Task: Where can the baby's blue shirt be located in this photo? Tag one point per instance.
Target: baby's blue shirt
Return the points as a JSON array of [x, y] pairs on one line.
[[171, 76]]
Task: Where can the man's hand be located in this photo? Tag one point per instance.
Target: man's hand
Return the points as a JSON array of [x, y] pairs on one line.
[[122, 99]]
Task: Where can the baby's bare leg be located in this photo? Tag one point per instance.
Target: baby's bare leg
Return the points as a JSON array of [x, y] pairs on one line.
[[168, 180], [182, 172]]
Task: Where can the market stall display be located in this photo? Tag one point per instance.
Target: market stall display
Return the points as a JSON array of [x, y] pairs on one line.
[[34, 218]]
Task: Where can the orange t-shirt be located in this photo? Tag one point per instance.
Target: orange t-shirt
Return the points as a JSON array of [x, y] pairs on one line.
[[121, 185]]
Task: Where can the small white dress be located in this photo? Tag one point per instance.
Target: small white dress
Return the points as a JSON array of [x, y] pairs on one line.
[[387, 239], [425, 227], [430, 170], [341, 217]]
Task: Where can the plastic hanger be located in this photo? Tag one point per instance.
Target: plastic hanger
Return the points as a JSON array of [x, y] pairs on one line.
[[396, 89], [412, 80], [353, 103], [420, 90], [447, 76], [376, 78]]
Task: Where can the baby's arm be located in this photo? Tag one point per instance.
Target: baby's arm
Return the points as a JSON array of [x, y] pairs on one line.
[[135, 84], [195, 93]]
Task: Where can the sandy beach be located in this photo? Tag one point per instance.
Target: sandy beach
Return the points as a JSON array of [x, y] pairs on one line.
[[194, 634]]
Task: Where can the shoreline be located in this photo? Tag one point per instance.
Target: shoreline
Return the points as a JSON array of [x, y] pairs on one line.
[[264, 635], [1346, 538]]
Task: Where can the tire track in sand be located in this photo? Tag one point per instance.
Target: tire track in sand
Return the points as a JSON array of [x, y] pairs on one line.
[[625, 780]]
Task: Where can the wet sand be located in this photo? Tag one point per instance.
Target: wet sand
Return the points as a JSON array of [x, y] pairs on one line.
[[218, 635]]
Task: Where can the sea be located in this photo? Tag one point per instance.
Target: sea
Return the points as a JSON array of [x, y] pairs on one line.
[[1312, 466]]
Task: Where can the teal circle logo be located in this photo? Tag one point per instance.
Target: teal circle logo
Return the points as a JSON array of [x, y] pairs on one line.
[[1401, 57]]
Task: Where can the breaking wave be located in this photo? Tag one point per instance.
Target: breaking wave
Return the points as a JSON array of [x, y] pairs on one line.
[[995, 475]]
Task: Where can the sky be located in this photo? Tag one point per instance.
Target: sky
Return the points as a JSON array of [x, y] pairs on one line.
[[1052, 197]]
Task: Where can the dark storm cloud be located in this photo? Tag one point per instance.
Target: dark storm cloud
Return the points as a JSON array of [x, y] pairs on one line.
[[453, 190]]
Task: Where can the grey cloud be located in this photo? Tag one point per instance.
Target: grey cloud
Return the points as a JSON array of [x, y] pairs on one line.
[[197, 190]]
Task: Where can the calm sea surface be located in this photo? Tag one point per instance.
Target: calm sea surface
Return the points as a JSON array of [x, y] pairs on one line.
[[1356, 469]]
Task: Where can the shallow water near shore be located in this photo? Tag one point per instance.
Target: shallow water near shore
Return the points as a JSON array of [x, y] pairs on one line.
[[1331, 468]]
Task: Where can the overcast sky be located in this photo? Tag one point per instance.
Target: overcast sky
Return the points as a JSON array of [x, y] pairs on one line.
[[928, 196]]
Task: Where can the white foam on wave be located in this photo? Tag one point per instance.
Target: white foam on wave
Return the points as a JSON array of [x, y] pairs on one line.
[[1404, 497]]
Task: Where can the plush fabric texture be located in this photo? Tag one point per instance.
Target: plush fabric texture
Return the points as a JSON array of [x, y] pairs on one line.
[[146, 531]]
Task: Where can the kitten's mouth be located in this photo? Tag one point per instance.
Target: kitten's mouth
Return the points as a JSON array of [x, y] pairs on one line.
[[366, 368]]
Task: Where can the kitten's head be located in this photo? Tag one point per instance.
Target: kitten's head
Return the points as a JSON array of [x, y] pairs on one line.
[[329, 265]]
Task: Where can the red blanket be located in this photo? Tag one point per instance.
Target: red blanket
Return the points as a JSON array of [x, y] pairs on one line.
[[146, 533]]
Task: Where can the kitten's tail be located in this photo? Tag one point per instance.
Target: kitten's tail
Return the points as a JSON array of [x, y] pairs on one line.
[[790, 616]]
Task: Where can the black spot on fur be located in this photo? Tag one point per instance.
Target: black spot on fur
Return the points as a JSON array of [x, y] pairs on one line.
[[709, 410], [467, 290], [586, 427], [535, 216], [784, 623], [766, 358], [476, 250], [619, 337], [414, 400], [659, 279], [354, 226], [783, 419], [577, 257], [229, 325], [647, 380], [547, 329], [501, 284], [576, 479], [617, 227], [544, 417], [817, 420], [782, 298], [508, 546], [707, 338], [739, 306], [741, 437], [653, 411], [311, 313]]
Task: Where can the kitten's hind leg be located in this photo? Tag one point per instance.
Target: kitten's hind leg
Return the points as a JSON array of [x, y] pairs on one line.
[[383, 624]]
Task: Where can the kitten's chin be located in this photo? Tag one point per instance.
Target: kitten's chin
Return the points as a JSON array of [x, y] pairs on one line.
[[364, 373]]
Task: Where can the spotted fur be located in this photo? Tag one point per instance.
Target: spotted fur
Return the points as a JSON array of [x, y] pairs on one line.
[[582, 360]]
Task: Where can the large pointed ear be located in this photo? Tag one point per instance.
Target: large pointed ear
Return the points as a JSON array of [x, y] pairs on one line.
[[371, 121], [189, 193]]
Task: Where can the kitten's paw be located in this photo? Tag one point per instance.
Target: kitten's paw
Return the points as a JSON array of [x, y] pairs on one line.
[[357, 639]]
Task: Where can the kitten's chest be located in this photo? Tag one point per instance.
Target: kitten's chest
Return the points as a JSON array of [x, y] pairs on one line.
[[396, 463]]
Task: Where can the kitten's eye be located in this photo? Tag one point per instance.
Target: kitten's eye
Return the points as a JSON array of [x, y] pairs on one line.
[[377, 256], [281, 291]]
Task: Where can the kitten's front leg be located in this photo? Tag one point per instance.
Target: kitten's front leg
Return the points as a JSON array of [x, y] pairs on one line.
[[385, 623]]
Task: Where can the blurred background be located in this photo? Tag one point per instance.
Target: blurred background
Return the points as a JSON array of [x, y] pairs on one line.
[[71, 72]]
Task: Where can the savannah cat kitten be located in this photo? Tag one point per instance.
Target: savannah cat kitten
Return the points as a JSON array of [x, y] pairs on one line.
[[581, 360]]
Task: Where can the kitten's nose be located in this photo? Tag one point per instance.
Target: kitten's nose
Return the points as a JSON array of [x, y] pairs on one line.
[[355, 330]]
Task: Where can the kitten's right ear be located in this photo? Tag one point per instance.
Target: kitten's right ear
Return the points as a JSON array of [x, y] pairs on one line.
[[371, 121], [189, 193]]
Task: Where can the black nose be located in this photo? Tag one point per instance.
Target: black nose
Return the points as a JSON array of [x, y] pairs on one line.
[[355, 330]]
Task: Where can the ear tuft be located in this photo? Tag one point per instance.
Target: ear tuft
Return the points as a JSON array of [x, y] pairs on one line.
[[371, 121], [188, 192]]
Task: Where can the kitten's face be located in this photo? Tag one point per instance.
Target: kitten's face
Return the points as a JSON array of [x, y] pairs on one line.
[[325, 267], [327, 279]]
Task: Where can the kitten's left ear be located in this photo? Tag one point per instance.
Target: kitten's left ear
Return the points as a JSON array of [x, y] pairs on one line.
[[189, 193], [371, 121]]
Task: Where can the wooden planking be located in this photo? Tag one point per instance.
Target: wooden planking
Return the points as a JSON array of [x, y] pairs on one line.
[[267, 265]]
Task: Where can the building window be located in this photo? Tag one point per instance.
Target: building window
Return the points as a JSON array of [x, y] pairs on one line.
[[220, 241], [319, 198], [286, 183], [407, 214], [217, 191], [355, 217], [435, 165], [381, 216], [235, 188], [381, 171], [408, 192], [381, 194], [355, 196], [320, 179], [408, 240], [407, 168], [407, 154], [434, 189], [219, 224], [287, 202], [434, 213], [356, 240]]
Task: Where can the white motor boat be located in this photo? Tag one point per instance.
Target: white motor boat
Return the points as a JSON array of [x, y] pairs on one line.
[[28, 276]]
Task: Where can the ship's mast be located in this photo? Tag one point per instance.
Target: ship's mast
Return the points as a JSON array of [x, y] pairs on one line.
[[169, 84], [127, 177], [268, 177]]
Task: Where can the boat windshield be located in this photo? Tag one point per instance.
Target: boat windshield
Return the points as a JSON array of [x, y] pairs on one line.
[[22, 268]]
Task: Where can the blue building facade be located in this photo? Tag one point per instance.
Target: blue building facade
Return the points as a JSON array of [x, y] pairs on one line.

• WHAT IS EXPECTED: Return exactly the lines from the line bearing "Task: Where can the white motor" to the end of the records, inclusive of both; include no other lines.

• THE ANSWER:
Task: Where can the white motor boat be located in this photo? Tag one point per instance.
Target: white motor boat
Return the points as a JSON array of [x, y] pairs on one line.
[[28, 276]]
Task: Where can the ship's mast be located in this photo? Tag one point per instance.
Target: ship's mast
Return the points as a JSON array of [x, y] pairs on one line.
[[169, 84], [127, 177], [268, 177]]
Task: Where can the boat windshield be located in this photo? Tag one point per instance.
Target: boat windshield
Return the points as a JSON array of [x, y] pairs on one line.
[[22, 268]]
Task: Where can the blue building facade be located in this photo? Tag one point per instance.
Target: blue building facade
Return the points as a JSON array of [x, y] pairs on one line.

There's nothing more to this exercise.